-- Begin --

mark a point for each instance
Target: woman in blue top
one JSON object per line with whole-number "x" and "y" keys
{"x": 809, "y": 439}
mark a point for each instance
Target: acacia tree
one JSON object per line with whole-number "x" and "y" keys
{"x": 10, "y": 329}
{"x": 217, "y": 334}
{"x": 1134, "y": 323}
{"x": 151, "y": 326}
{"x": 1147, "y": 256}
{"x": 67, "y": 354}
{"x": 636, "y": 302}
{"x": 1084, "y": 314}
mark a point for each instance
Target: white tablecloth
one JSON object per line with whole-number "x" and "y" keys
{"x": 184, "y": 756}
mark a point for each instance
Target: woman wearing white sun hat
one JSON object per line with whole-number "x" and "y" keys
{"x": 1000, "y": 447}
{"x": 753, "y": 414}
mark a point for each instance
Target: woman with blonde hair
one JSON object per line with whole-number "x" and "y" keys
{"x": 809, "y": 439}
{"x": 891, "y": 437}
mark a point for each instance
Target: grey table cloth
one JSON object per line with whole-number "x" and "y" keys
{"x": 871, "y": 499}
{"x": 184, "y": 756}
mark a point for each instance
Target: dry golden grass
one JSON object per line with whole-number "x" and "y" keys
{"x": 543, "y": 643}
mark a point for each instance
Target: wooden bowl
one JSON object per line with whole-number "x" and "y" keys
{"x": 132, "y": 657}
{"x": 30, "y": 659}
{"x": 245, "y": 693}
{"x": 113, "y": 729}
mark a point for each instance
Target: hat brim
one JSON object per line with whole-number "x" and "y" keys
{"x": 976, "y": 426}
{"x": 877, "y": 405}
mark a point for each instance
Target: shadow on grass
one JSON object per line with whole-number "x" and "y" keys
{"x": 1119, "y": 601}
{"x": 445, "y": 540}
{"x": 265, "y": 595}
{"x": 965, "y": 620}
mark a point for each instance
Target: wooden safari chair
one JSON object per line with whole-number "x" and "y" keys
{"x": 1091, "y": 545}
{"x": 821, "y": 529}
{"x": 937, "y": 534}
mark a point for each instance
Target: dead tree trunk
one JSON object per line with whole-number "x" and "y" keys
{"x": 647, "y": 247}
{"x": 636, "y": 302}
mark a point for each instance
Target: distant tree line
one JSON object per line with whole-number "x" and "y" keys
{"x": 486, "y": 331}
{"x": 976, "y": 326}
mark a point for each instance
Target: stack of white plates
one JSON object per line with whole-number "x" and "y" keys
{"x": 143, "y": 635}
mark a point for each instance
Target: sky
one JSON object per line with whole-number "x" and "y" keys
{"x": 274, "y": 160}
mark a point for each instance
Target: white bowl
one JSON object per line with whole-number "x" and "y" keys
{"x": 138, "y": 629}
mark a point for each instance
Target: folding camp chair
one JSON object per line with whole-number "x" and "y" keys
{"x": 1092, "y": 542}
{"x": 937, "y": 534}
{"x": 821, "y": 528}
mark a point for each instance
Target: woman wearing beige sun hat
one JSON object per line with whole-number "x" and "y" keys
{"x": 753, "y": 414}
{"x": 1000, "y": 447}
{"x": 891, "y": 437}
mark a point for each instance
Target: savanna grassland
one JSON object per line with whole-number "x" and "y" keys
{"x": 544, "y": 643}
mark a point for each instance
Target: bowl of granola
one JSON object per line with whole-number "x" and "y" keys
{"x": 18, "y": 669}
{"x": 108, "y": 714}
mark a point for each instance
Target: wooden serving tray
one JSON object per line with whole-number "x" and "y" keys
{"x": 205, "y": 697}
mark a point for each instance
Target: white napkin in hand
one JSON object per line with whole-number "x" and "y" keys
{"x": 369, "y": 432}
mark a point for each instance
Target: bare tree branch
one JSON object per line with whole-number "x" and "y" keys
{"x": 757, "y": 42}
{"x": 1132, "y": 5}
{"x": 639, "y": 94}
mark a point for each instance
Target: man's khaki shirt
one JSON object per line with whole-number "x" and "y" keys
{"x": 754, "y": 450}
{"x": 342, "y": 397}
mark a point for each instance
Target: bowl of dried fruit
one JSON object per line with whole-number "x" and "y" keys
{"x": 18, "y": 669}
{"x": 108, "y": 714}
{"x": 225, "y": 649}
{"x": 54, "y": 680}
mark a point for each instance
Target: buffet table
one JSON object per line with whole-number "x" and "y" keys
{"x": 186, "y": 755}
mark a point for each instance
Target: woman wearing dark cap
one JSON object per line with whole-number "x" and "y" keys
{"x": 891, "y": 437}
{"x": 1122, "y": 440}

-- End --

From the records above, extract everything verbatim.

mark a point for each instance
Target: woman in blue top
one JSON object per line with whole-number "x" and "y" keys
{"x": 809, "y": 439}
mark a point for each instance
Target: acacia tree
one JSON object per line with whole-number "x" and "y" keys
{"x": 10, "y": 329}
{"x": 217, "y": 334}
{"x": 1134, "y": 323}
{"x": 151, "y": 326}
{"x": 1147, "y": 256}
{"x": 67, "y": 354}
{"x": 636, "y": 302}
{"x": 1084, "y": 314}
mark a point for each instance
Target: white tablecloth
one JSON object per line with whole-number "x" and "y" keys
{"x": 184, "y": 756}
mark a point for each instance
Target: woman wearing white sun hat
one JSON object per line with whole-number "x" and "y" keys
{"x": 1000, "y": 447}
{"x": 753, "y": 414}
mark a point for each instance
Target: woman with blonde hair
one JSON object per line with whole-number "x" and "y" keys
{"x": 809, "y": 439}
{"x": 891, "y": 437}
mark a point for each instance
Target: grey table cloth
one JSON object per line with whole-number "x" and "y" keys
{"x": 871, "y": 499}
{"x": 184, "y": 756}
mark a point for each instance
Target: dry golden grass
one JSON object per line with whole-number "x" and "y" keys
{"x": 543, "y": 643}
mark a point for each instance
Target: wooden bowl
one JSON object per line with whole-number "x" and "y" keys
{"x": 132, "y": 657}
{"x": 30, "y": 659}
{"x": 245, "y": 693}
{"x": 113, "y": 729}
mark a point for each instance
Target: hat brim
one JSON object per line with whole-number "x" and "y" keys
{"x": 976, "y": 426}
{"x": 877, "y": 405}
mark a point for each instance
Target: shadow on grass
one JSON object per line with whole-number "x" and "y" keys
{"x": 1119, "y": 601}
{"x": 445, "y": 540}
{"x": 265, "y": 595}
{"x": 965, "y": 620}
mark a point for each instance
Target: wooden safari chair
one JSON object per line with whole-number "x" and "y" keys
{"x": 1091, "y": 545}
{"x": 821, "y": 529}
{"x": 937, "y": 534}
mark a point for each instance
Target: dead tree trunk
one JSON object per line with whole-number "x" and "y" keys
{"x": 647, "y": 247}
{"x": 636, "y": 302}
mark a point for each instance
Target: distant tree line
one JSON object per line with whole-number "x" and "y" keys
{"x": 486, "y": 331}
{"x": 976, "y": 326}
mark a point for each instance
Target: stack of white plates
one JSON object per line with whole-number "x" and "y" keys
{"x": 143, "y": 635}
mark a point for each instance
Target: sky
one JSON object per line with whole-number "x" and "y" keys
{"x": 274, "y": 160}
mark a point for each instance
Target: white bowl
one JSON object per line with whole-number "x" and "y" keys
{"x": 138, "y": 629}
mark a point for each instance
Target: folding camp chair
one JSON object per line with whole-number "x" and "y" keys
{"x": 1092, "y": 542}
{"x": 937, "y": 534}
{"x": 821, "y": 528}
mark a point for each instance
Target: woman wearing beige sun hat
one JSON object per line with whole-number "x" and "y" keys
{"x": 753, "y": 414}
{"x": 1000, "y": 447}
{"x": 891, "y": 437}
mark a point for each instance
Target: savanna grassland
one JSON object per line with whole-number "x" and "y" keys
{"x": 544, "y": 643}
mark a point for each instance
Target: bowl of granola
one JSON object per line with whole-number "x" and "y" keys
{"x": 18, "y": 669}
{"x": 108, "y": 714}
mark a point for each instance
Target: wooden serving tray
one JSON object per line with whole-number "x" and "y" keys
{"x": 205, "y": 697}
mark a point for each instance
Target: white napkin in hand
one JSON object per line with whole-number "x" and "y" keys
{"x": 369, "y": 432}
mark a point for each instance
Target: bare tree branch
one JSON object per line with whole-number "x" and "y" keys
{"x": 757, "y": 42}
{"x": 1132, "y": 5}
{"x": 639, "y": 94}
mark a point for each instance
Target: man's khaki shirt
one JSON object per line with whole-number "x" and "y" keys
{"x": 754, "y": 450}
{"x": 342, "y": 397}
mark a point for each instance
Target: bowl of dried fruit
one JSON object per line with whole-number "x" and "y" keys
{"x": 18, "y": 669}
{"x": 108, "y": 714}
{"x": 225, "y": 649}
{"x": 54, "y": 680}
mark a point for each instance
Target: buffet table
one JSON object per line with whole-number "x" and "y" keys
{"x": 186, "y": 755}
mark a point for each instance
Target: woman wearing dark cap
one JSON object per line with whole-number "x" and "y" keys
{"x": 891, "y": 437}
{"x": 1122, "y": 440}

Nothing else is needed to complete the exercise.